What the task asks –
Restate everything from the line containing "the metal pole" down to the line containing "(1126, 284)", keeping the requests as they are but shifting every point coordinate in the answers by adding 123 to each number.

(Named object pointing entries)
━━━━━━
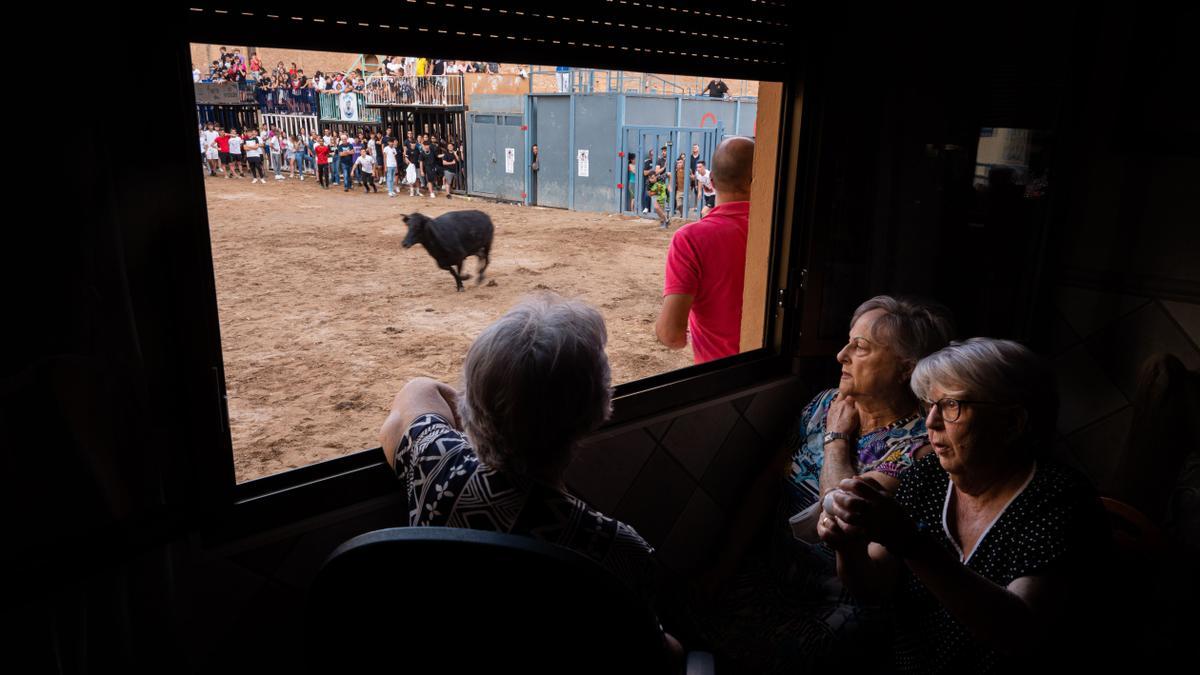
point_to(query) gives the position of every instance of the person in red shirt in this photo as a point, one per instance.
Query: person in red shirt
(223, 153)
(706, 263)
(322, 153)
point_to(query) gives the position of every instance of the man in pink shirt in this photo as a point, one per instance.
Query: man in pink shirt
(706, 263)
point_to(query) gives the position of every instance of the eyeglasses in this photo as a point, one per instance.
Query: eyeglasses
(951, 408)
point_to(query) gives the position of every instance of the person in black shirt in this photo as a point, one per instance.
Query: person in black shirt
(449, 167)
(427, 168)
(647, 172)
(987, 541)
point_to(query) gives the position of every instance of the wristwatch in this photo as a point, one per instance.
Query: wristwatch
(831, 436)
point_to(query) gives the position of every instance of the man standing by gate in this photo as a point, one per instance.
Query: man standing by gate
(706, 263)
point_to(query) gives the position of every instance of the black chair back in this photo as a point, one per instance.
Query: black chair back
(442, 599)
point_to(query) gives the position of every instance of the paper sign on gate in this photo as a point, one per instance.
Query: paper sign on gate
(583, 163)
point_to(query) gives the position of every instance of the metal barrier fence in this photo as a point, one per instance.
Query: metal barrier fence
(292, 125)
(237, 115)
(591, 81)
(414, 90)
(301, 101)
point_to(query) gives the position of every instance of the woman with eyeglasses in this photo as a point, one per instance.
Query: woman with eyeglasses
(981, 545)
(774, 602)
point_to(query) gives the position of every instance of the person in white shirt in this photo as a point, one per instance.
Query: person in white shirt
(389, 159)
(255, 157)
(366, 171)
(275, 147)
(211, 153)
(707, 192)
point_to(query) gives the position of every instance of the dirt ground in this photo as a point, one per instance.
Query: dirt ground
(324, 316)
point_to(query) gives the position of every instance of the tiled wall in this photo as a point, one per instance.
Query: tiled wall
(1101, 342)
(675, 478)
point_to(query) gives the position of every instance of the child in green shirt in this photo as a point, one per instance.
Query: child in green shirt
(658, 191)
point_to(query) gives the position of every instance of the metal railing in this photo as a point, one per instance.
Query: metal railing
(331, 109)
(443, 90)
(588, 81)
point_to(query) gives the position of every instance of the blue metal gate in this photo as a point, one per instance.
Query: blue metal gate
(496, 160)
(642, 143)
(552, 133)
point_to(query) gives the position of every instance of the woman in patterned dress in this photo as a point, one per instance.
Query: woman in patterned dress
(773, 602)
(492, 457)
(987, 543)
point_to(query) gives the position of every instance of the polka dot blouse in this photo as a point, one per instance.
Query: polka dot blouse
(1054, 521)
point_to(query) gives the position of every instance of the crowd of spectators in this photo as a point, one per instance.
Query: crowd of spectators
(287, 88)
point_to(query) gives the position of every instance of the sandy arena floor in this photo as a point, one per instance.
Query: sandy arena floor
(324, 316)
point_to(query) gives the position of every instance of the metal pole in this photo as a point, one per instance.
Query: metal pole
(570, 156)
(528, 172)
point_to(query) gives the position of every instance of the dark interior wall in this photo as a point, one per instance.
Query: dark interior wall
(106, 507)
(1126, 284)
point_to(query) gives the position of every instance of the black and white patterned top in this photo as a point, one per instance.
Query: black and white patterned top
(449, 487)
(1054, 523)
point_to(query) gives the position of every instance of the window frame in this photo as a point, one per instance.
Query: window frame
(282, 497)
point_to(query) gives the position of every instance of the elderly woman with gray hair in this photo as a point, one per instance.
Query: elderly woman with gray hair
(492, 457)
(982, 542)
(773, 602)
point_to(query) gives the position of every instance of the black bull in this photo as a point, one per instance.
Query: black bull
(450, 238)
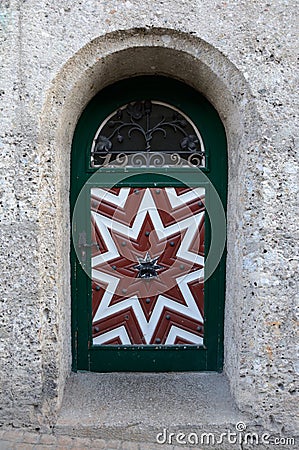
━━━━━━
Response to this exercise –
point_to(query) gives the position of every instance of the metal pole in this photo as a point, one per instance.
Query: metal pole
(693, 279)
(651, 295)
point_to(query) gives the position of every instance of the dark interior wall in this photo as a point, one per instance.
Query: dark interior wall
(229, 630)
(1249, 407)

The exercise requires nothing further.